What needs to be done -
Look below for the line containing "the car's license"; write out that line and each one after it to the end, exactly, and nothing else.

Natural-language object grounding data -
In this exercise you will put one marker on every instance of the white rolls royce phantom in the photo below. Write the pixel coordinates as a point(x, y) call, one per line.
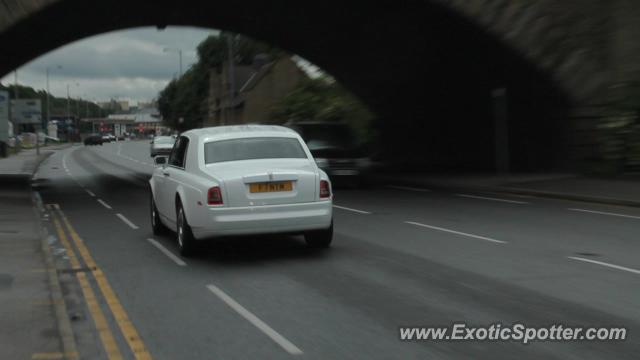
point(240, 180)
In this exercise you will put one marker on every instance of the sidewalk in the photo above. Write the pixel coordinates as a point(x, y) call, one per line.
point(30, 299)
point(21, 166)
point(621, 190)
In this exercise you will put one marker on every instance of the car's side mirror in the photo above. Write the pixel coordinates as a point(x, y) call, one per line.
point(160, 160)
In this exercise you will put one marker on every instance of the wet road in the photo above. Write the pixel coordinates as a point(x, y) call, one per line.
point(401, 257)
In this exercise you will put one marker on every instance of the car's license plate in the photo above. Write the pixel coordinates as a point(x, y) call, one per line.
point(345, 172)
point(271, 186)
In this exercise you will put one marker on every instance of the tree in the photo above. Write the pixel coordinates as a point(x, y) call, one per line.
point(324, 99)
point(186, 97)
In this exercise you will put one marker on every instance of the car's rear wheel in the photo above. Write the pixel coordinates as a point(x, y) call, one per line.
point(157, 226)
point(320, 238)
point(186, 241)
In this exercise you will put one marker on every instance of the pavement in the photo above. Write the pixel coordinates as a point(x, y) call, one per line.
point(30, 297)
point(402, 256)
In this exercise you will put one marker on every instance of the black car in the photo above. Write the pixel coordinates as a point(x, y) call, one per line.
point(335, 149)
point(93, 139)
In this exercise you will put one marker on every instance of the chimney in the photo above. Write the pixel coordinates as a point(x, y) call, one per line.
point(260, 60)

Written answer -
In this exercise you will put one marker on every instance of the car's license plate in the photo above. Write the pixel coordinates as a point(x, y) call, one per line.
point(345, 172)
point(271, 186)
In this exercise you will put one marker on every instance of the tree in the photo above. Write the pixel coordinates as a point(x, y) call, one per line.
point(324, 99)
point(186, 97)
In this exercise you will put one marker on every instance of the car's rear wheel in the photo above. Write the pixel coordinates as a point(x, y) call, one per line.
point(157, 226)
point(320, 238)
point(186, 241)
In this exercise you will put one marker on every instance of the pavement in the photo above. Write the pixel coordinates as a point(x, y) call, one per line.
point(30, 297)
point(402, 256)
In this exercise you will put one marker on every instance of the black car in the photo above. Write the pixel coordinates as a point(x, y) call, one per line.
point(335, 149)
point(93, 139)
In this exercise you will put one marker on every instance of the chimney in the photo above. Write the pixel coordinates as a point(x, y) call, one per line.
point(260, 60)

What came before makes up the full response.